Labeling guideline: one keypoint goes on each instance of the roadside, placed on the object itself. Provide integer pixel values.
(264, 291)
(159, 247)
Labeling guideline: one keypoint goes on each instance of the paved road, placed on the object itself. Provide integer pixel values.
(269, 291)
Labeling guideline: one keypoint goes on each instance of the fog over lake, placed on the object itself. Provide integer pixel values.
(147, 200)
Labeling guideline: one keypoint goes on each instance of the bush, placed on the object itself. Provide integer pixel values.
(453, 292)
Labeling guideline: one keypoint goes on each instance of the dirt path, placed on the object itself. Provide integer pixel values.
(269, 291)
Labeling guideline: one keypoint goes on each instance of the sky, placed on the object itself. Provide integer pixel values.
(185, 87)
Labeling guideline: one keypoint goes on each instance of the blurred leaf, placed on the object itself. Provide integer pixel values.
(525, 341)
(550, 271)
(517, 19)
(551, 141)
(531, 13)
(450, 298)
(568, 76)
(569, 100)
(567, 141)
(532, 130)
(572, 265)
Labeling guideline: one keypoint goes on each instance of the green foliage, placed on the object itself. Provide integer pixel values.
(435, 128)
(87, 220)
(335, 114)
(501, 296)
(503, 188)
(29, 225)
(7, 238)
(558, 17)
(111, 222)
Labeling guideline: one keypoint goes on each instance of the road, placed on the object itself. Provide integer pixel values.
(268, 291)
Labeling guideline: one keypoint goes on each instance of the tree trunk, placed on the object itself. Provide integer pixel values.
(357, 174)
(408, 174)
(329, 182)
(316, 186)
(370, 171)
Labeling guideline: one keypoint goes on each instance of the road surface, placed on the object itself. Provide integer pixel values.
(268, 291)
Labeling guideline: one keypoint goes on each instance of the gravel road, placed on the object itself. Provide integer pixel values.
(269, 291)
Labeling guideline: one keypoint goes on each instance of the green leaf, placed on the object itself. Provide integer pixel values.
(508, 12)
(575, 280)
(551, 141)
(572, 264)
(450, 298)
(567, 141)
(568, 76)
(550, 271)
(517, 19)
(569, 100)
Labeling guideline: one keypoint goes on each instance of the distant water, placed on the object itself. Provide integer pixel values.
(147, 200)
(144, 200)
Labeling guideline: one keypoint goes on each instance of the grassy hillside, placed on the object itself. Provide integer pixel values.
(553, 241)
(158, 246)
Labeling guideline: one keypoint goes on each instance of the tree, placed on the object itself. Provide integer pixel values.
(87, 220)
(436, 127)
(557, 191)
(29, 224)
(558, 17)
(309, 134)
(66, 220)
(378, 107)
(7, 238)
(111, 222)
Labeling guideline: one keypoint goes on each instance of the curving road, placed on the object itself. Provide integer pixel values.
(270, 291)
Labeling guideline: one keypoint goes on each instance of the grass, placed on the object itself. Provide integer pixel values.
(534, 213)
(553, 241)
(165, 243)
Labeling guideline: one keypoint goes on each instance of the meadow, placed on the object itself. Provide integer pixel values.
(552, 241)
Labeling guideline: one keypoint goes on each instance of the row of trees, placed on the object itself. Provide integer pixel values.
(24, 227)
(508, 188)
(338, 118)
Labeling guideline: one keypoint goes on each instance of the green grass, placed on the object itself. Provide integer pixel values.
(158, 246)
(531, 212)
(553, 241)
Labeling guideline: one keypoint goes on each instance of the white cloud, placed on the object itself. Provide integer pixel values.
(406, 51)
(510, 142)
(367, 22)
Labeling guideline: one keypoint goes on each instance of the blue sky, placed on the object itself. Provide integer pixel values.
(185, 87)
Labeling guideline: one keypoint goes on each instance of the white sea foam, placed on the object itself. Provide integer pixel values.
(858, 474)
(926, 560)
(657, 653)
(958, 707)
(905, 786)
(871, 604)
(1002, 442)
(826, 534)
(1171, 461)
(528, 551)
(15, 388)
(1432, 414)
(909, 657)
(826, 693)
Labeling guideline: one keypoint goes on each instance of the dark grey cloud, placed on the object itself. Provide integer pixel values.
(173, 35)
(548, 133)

-*-

[What you will do]: Return the material exactly as it stands.

[Answer for this exercise]:
Labeling guideline: one keypoint goes on each instance of the roadside, placed on the object itself. Provide integer pixel values.
(264, 291)
(159, 247)
Labeling guideline: one keypoint goes on each instance of the paved road, placed on the object itself. Provide integer pixel values.
(269, 291)
Labeling guideline: one keypoint goes on each instance of the fog over lake, placed on the object itself. Provide integer pixel values.
(147, 200)
Labeling guideline: one keypoint goes on each instance of the bush, placed on the object itself. Provide integer pixel values.
(453, 292)
Labeling guideline: one keypoint goes on each instance of the dirt path, placed on the object itself. Provide integer pixel values.
(269, 291)
Labeling guideline: one keypoint goes on each instance of the sky, placed on the object itself. Provide integer pixel values.
(185, 87)
Labeling guideline: one keypoint goes on each instance of the blurred leaf, placed on the object itself. Provide integer pixel values.
(525, 341)
(550, 271)
(517, 19)
(551, 141)
(531, 13)
(450, 298)
(568, 76)
(569, 100)
(567, 141)
(532, 130)
(572, 265)
Labeling guideline: one keypoint goes on each instance of the green foliage, placed on the object itself. Provide integer pixel values.
(435, 128)
(87, 220)
(335, 114)
(501, 296)
(503, 188)
(29, 225)
(7, 238)
(558, 17)
(111, 222)
Labeling guideline: one keypoint goes on each instance of the road, placed on the object itself. Provide integer pixel values.
(268, 291)
Labeling guideline: one keypoint goes on each instance of the tree trunk, placed on the object itself. Provide integer pixel values.
(357, 174)
(408, 174)
(329, 182)
(316, 186)
(370, 171)
Labeling guideline: one keypoint goes on each instance of the road surface, placed on the object itself. Provide integer pixel values.
(268, 291)
Labeling guideline: one keypoint goes on each instance of the gravel road, placed on the object itself. Provide integer pixel values.
(269, 291)
Labeling guideline: one keypoint goes on each instance of the green leaf, placed on the object itself. Provide integer pixel values.
(508, 12)
(575, 280)
(551, 141)
(572, 264)
(450, 298)
(567, 141)
(568, 76)
(550, 271)
(517, 19)
(569, 100)
Labeling guideline: one keypoint goes on each instance of the distant water, placed on the object itself. Provide integer pixel values.
(147, 200)
(144, 200)
Labeling guideline: one keypoint goes on each instance of the grassy hillside, placed on the object itself. Provide integer pixel values.
(553, 241)
(158, 246)
Labeling guideline: one keypoint goes on each instance of the tree, placed on the object itself. Provide integer pixel values.
(87, 220)
(436, 127)
(557, 191)
(29, 224)
(558, 17)
(309, 134)
(66, 220)
(378, 107)
(7, 238)
(111, 222)
Labeling guideline: one keypoint goes on each instance of the curving road, placed on the object itself. Provide integer pixel values.
(270, 291)
Labeling guideline: one keypoint goes on each instance of the grass, placed on the object itself. Provide integer pixel values.
(534, 213)
(553, 241)
(165, 243)
Labeling guideline: one keypoint goes on each instance of the meadow, placed on the object itself. Provide integer pixel values.
(552, 241)
Labeling guideline: one keypoint goes on each instance of the row of trees, placed on the object itself. Provide integer pixel values.
(24, 227)
(508, 188)
(338, 118)
Labeling guideline: one keypoint goes on each instance of the green grass, placed on the object itself. Provide integer pixel values.
(158, 246)
(531, 212)
(553, 241)
Labeling guideline: one keypoint goes on each instance of the white cloud, placed on the object itself. Provide integer pixel values.
(406, 51)
(510, 142)
(367, 22)
Labeling guideline: one keypoint goes on each instance of the blue sky, placed on the object itself. Provide integer pixel values.
(185, 87)
Labeling guideline: one keypoint goes on each instance of the white sea foam, placed on the object itself. Provide integer pixel values.
(858, 474)
(926, 560)
(657, 653)
(958, 707)
(905, 786)
(871, 604)
(1002, 442)
(826, 534)
(1171, 461)
(528, 551)
(15, 388)
(1432, 414)
(909, 657)
(826, 693)
Labeling guideline: one keypoint goes on each instance of the dark grey cloud, placed on the object itself. Provide integer pixel values.
(173, 35)
(548, 133)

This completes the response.